Task to carry out » Rewrite the lines below as a numbered list, dropping any blank lines.

[Entries pointing to labeled objects]
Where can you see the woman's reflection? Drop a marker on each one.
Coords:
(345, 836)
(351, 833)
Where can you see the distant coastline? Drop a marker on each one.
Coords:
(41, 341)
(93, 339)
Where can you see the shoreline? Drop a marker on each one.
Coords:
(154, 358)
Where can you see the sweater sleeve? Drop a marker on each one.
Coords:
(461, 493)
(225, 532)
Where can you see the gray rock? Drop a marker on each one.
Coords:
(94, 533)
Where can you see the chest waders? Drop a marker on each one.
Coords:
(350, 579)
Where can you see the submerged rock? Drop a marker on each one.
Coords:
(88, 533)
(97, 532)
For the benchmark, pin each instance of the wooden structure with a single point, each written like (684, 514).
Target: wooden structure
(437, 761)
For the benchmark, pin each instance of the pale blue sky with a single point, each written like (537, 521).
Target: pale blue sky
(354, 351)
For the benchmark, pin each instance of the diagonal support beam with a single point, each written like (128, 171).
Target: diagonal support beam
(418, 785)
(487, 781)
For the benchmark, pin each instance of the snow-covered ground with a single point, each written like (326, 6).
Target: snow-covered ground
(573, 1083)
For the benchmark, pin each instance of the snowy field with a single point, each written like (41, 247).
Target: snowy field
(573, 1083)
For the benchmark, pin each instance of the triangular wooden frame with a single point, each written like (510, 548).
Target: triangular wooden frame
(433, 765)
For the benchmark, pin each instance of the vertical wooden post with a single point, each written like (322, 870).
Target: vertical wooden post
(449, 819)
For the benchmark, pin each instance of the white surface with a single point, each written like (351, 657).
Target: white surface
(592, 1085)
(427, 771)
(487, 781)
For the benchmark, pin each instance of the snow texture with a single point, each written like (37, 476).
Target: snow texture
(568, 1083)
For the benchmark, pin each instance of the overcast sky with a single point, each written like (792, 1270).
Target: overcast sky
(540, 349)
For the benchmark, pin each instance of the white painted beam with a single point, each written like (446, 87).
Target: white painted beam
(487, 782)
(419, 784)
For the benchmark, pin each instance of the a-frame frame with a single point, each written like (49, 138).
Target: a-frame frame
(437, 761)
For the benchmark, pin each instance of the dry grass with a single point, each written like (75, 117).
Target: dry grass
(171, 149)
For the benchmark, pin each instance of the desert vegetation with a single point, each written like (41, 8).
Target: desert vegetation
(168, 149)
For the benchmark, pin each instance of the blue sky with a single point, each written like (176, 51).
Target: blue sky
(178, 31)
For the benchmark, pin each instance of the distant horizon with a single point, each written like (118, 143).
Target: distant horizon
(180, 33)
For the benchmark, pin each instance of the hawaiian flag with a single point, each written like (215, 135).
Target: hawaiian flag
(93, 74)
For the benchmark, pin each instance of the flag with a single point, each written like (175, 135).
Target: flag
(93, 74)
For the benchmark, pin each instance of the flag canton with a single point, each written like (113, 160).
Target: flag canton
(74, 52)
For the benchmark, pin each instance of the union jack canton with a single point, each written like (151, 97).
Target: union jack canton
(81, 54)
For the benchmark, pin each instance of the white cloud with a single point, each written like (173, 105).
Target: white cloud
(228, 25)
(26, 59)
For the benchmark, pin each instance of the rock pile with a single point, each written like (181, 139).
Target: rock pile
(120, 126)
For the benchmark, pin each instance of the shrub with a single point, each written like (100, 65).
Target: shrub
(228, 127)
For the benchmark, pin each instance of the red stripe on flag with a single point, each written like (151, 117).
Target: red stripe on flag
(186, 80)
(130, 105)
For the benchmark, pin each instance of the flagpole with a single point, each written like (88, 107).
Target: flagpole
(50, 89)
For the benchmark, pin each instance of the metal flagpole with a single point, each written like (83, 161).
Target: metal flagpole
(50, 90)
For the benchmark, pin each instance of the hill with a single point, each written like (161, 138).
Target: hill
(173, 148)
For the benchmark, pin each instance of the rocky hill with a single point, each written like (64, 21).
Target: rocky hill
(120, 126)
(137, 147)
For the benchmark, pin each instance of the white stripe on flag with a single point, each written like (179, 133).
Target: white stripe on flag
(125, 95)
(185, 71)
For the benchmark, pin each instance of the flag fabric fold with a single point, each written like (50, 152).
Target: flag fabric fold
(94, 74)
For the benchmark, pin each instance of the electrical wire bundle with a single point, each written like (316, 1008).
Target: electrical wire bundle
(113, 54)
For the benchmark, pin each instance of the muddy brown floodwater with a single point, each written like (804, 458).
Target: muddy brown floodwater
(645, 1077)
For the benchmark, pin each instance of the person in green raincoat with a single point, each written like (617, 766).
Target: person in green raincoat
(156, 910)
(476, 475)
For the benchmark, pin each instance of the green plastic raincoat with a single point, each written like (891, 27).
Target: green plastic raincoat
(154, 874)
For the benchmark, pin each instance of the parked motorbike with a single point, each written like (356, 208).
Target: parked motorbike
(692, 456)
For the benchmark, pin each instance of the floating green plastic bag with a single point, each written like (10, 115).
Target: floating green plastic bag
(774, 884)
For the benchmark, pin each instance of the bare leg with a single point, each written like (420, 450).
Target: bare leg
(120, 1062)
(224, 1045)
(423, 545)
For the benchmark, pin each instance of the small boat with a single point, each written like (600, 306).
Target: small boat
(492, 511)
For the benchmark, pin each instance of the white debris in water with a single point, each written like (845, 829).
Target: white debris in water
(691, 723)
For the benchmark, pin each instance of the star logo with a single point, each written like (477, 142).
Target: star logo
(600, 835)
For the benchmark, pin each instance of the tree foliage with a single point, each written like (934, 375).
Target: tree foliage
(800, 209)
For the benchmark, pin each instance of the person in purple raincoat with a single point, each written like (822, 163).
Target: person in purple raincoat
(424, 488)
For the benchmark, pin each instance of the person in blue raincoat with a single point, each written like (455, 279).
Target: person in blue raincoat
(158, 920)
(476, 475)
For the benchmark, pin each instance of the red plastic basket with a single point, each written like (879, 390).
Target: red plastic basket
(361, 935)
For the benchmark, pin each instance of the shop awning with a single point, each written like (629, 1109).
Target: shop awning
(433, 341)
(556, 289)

Expected answer »
1. Where can you see the woman's reflection? Drop a marker on each one.
2. Coords:
3. (345, 836)
4. (351, 833)
5. Where can you see the distant coastline? Drop a marker on each one.
6. Coords:
7. (41, 341)
8. (93, 339)
9. Where can you see the shoreline? Drop a marker on each one.
10. Coords:
11. (154, 358)
12. Where can you see the sweater sleeve? Drop a marker on each one.
13. Coords:
14. (461, 493)
15. (225, 532)
16. Where can you see the gray rock? Drop a marker on each one.
17. Coords:
18. (94, 533)
19. Where can you see the chest waders? Drop a marker on each one.
20. Coords:
21. (350, 579)
22. Where can you see the submerged rock? Drop a marker on each one.
23. Coords:
24. (88, 533)
25. (97, 532)
26. For the benchmark, pin each instance of the wooden structure with a single point, each written like (684, 514).
27. Target: wooden structure
28. (437, 761)
29. For the benchmark, pin each instance of the pale blue sky with a single point, each written like (537, 521).
30. Target: pale blue sky
31. (354, 351)
32. For the benchmark, pin each instance of the diagonal support beam with a single point, each written like (128, 171).
33. Target: diagonal support beam
34. (418, 785)
35. (487, 781)
36. For the benchmark, pin each instance of the snow-covered ground with a single point, each written like (326, 6).
37. Target: snow-covered ground
38. (573, 1083)
39. For the benchmark, pin each instance of the snowy field with a single point, each written like (41, 247).
40. Target: snowy field
41. (573, 1083)
42. For the benchmark, pin each instance of the triangular wooden frame with a single point, each written like (510, 548).
43. Target: triangular wooden frame
44. (433, 765)
45. For the benchmark, pin each instance of the vertical wooden post with a single point, each written like (322, 870).
46. Target: vertical wooden post
47. (449, 819)
48. For the benchmark, pin each instance of the white surface with a single point, each written like (351, 657).
49. Target: white surface
50. (592, 1085)
51. (427, 771)
52. (487, 781)
53. For the benchmark, pin each instance of the snow texture with a single point, each written like (37, 476).
54. Target: snow texture
55. (568, 1083)
56. For the benchmark, pin each instance of the overcast sky with a single point, each written like (792, 1270).
57. Target: overcast sky
58. (540, 349)
59. For the benchmark, pin each instance of the white painted beam with a single point, each written like (446, 87).
60. Target: white painted beam
61. (487, 782)
62. (419, 784)
63. For the benchmark, pin each instance of the a-frame frame with a single point, each written like (49, 138).
64. Target: a-frame frame
65. (437, 761)
66. For the benchmark, pin each instance of the dry grass with a single point, each written like (75, 117).
67. Target: dry grass
68. (171, 149)
69. For the benchmark, pin each instance of the desert vegetation with a single point, each written like (41, 8).
70. Target: desert vegetation
71. (168, 149)
72. For the benchmark, pin each instance of the blue sky with a single point, each written like (176, 51).
73. Target: blue sky
74. (178, 31)
75. For the benchmark, pin each instance of the distant horizon with a single point, each written like (118, 143).
76. Target: distant horizon
77. (180, 33)
78. For the benchmark, pin each instance of the hawaiian flag with a single point, each written like (215, 135).
79. Target: hawaiian flag
80. (93, 74)
81. For the benchmark, pin each instance of the flag with a single point, each written like (175, 135).
82. Target: flag
83. (93, 74)
84. For the benchmark, pin each instance of the flag canton with a single point, each written like (113, 160).
85. Target: flag canton
86. (74, 52)
87. For the benchmark, pin each instance of the union jack canton with a single point, each written like (151, 97).
88. Target: union jack canton
89. (81, 54)
90. For the benchmark, pin each instance of the white cloud with a single point, each written like (173, 105).
91. Target: white cloud
92. (228, 25)
93. (26, 59)
94. For the benchmark, pin each instance of the rock pile with a single point, each written like (181, 139).
95. Target: rock pile
96. (120, 126)
97. For the benchmark, pin each instance of the shrub with a single point, each written like (100, 65).
98. Target: shrub
99. (228, 127)
100. For the benchmark, pin each instance of the red stripe on flag with a single point, each written like (151, 117).
101. Target: red stripe on flag
102. (186, 80)
103. (130, 105)
104. For the benchmark, pin each instance of the flagpole with a single point, each written like (88, 107).
105. Target: flagpole
106. (50, 89)
107. For the benchmark, pin each instance of the metal flagpole with a single point, each written like (83, 161).
108. Target: metal flagpole
109. (50, 90)
110. For the benchmark, pin each instance of the hill with a single point, each written like (161, 138).
111. Target: hill
112. (173, 148)
113. For the benchmark, pin each instance of the rocky hill with a single point, each written like (64, 21).
114. Target: rocky hill
115. (120, 126)
116. (137, 147)
117. For the benchmark, pin each instance of the white stripe on flag with a single point, each written like (179, 133).
118. Target: white stripe on flag
119. (125, 95)
120. (185, 71)
121. For the benchmark, pin each instance of the flag fabric fold with a single point, each written like (50, 152).
122. Target: flag fabric fold
123. (94, 74)
124. For the benchmark, pin each instance of the electrical wire bundle with a single point, each written like (316, 1008).
125. Target: electrical wire bundle
126. (113, 54)
127. For the benchmark, pin each instance of the muddy brown floodwater with a single point, each written like (804, 458).
128. Target: muddy brown floodwater
129. (645, 1077)
130. For the benchmark, pin each instance of the person in green raincoat with a single point, each written like (617, 766).
131. Target: person in green raincoat
132. (156, 910)
133. (476, 475)
134. For the benchmark, pin each instance of the green plastic raincoat with a single point, each written like (891, 27).
135. Target: green plastic raincoat
136. (154, 874)
137. For the benchmark, pin each instance of the parked motorbike with a single point, each written like (356, 208).
138. Target: parked motorbike
139. (692, 456)
140. For the benchmark, pin each instance of the floating green plastic bag with a single point, each written like (10, 115).
141. Target: floating green plastic bag
142. (774, 884)
143. For the benchmark, pin each instance of the bare leg with a single point, each written like (420, 450).
144. Target: bare leg
145. (120, 1062)
146. (224, 1045)
147. (423, 545)
148. For the benchmark, pin each instance of the small boat with a single point, each written like (600, 306).
149. Target: small boat
150. (492, 511)
151. For the benchmark, pin each instance of the white debris in water with a single point, each written like (845, 829).
152. Target: white debris in water
153. (691, 723)
154. For the benchmark, pin each instance of the star logo with a single point, each written like (477, 142).
155. Target: star logo
156. (600, 835)
157. For the benchmark, pin each instance of the tree foliage with a single point, each written like (934, 375).
158. Target: tree foliage
159. (800, 209)
160. For the benchmark, pin each instance of the person in purple raincoat with a single point, each written like (822, 163).
161. Target: person in purple raincoat
162. (424, 488)
163. For the benchmark, pin each instance of the person in blue raincoat with a single point, each written like (455, 279).
164. Target: person in blue raincoat
165. (158, 920)
166. (476, 475)
167. For the benchmark, pin each instance of the red plastic basket with a single point, each written like (879, 390).
168. Target: red plastic basket
169. (361, 935)
170. For the benchmark, pin each instance of the shop awning with a single point, each written like (629, 1109).
171. Target: shop awning
172. (433, 341)
173. (556, 289)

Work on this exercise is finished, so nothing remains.